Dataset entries
▼
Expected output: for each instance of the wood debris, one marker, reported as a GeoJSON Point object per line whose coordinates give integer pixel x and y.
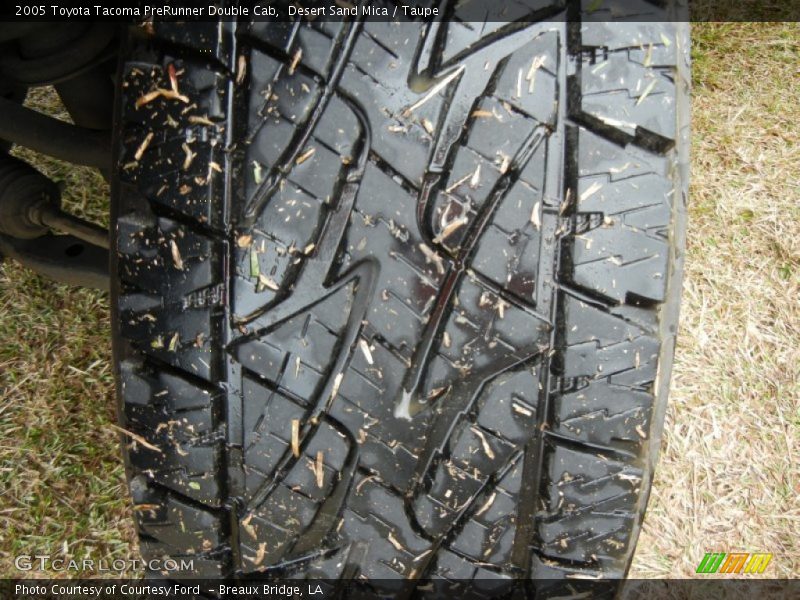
{"type": "Point", "coordinates": [296, 438]}
{"type": "Point", "coordinates": [434, 90]}
{"type": "Point", "coordinates": [432, 257]}
{"type": "Point", "coordinates": [176, 255]}
{"type": "Point", "coordinates": [160, 93]}
{"type": "Point", "coordinates": [187, 161]}
{"type": "Point", "coordinates": [536, 218]}
{"type": "Point", "coordinates": [143, 146]}
{"type": "Point", "coordinates": [487, 449]}
{"type": "Point", "coordinates": [268, 282]}
{"type": "Point", "coordinates": [241, 69]}
{"type": "Point", "coordinates": [137, 438]}
{"type": "Point", "coordinates": [362, 343]}
{"type": "Point", "coordinates": [536, 64]}
{"type": "Point", "coordinates": [305, 156]}
{"type": "Point", "coordinates": [318, 469]}
{"type": "Point", "coordinates": [451, 228]}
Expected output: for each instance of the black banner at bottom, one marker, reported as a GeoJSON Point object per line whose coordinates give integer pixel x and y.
{"type": "Point", "coordinates": [275, 589]}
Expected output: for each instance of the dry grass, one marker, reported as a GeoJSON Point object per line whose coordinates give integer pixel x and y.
{"type": "Point", "coordinates": [728, 478]}
{"type": "Point", "coordinates": [62, 485]}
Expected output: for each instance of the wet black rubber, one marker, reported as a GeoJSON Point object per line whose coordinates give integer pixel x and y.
{"type": "Point", "coordinates": [398, 300]}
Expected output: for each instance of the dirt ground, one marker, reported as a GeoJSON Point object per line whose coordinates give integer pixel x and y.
{"type": "Point", "coordinates": [728, 476]}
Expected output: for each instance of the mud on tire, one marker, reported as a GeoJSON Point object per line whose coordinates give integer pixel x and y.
{"type": "Point", "coordinates": [398, 300]}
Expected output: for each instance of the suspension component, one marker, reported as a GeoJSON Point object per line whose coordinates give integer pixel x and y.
{"type": "Point", "coordinates": [30, 206]}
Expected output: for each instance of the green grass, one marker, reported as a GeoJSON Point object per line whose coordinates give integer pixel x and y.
{"type": "Point", "coordinates": [728, 478]}
{"type": "Point", "coordinates": [61, 474]}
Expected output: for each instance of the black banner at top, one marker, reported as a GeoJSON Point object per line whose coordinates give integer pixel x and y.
{"type": "Point", "coordinates": [399, 10]}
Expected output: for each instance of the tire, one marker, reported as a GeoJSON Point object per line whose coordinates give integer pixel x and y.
{"type": "Point", "coordinates": [395, 304]}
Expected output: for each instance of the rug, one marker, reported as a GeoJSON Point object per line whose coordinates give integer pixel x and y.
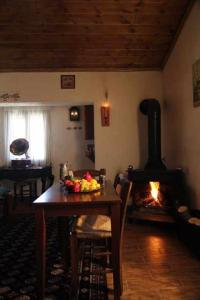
▲
• **DIRECTIONS FOR THIS TASK**: Drop every image, please, and write out the data above exactly as shown.

• **TASK OUTPUT**:
Expected output: for each instance of the wood debris, one marker, reported as a GeoJSON Point object per line whose coordinates give integer pixel x and y.
{"type": "Point", "coordinates": [296, 438]}
{"type": "Point", "coordinates": [434, 90]}
{"type": "Point", "coordinates": [432, 257]}
{"type": "Point", "coordinates": [176, 255]}
{"type": "Point", "coordinates": [160, 93]}
{"type": "Point", "coordinates": [187, 161]}
{"type": "Point", "coordinates": [536, 218]}
{"type": "Point", "coordinates": [143, 146]}
{"type": "Point", "coordinates": [487, 449]}
{"type": "Point", "coordinates": [268, 282]}
{"type": "Point", "coordinates": [241, 69]}
{"type": "Point", "coordinates": [137, 438]}
{"type": "Point", "coordinates": [362, 343]}
{"type": "Point", "coordinates": [536, 64]}
{"type": "Point", "coordinates": [305, 156]}
{"type": "Point", "coordinates": [318, 469]}
{"type": "Point", "coordinates": [451, 228]}
Expected output: for each instance of the black banner at bottom, one marker, reported as a GeoJSON Point object per line whose coordinates give integer pixel x and y.
{"type": "Point", "coordinates": [275, 589]}
Expected output: for each instance of the dry grass, one marker, reported as a GeoJSON Point object per line whose coordinates give integer pixel x and y.
{"type": "Point", "coordinates": [728, 478]}
{"type": "Point", "coordinates": [62, 485]}
Expected output: for each instance of the wet black rubber, one marker, reported as a GeoJSON Point object per line whose coordinates give integer pixel x and y.
{"type": "Point", "coordinates": [398, 300]}
Expected output: for each instance of the dirt ground, one marker, reported as a GeoJSON Point object per line whose coordinates give integer pixel x and y.
{"type": "Point", "coordinates": [728, 476]}
Expected output: for each instance of the mud on tire, one marker, reported as a GeoJSON Point object per line whose coordinates give integer pixel x and y.
{"type": "Point", "coordinates": [398, 300]}
Expected output: for each instance of the suspension component, one marker, reported as a GeoJSON Point object per line whose coordinates give integer pixel x and y.
{"type": "Point", "coordinates": [30, 206]}
Expected output: for each instance of the green grass, one marker, reported as a GeoJSON Point object per line whose coordinates give integer pixel x and y.
{"type": "Point", "coordinates": [728, 478]}
{"type": "Point", "coordinates": [61, 474]}
Expected output: for each instance of the black banner at top, one marker, reported as a GeoJSON Point object per line whose coordinates give integer pixel x and y.
{"type": "Point", "coordinates": [399, 10]}
Expected output: for each instance of the tire, one marker, reported as a GeoJSON Point object per line whose coordinates give integer pixel x and y.
{"type": "Point", "coordinates": [395, 304]}
Expected output: for each instance of the rug, one marker, reported as a GeoJSON Point object per line whose coordinates give integer pixel x and y.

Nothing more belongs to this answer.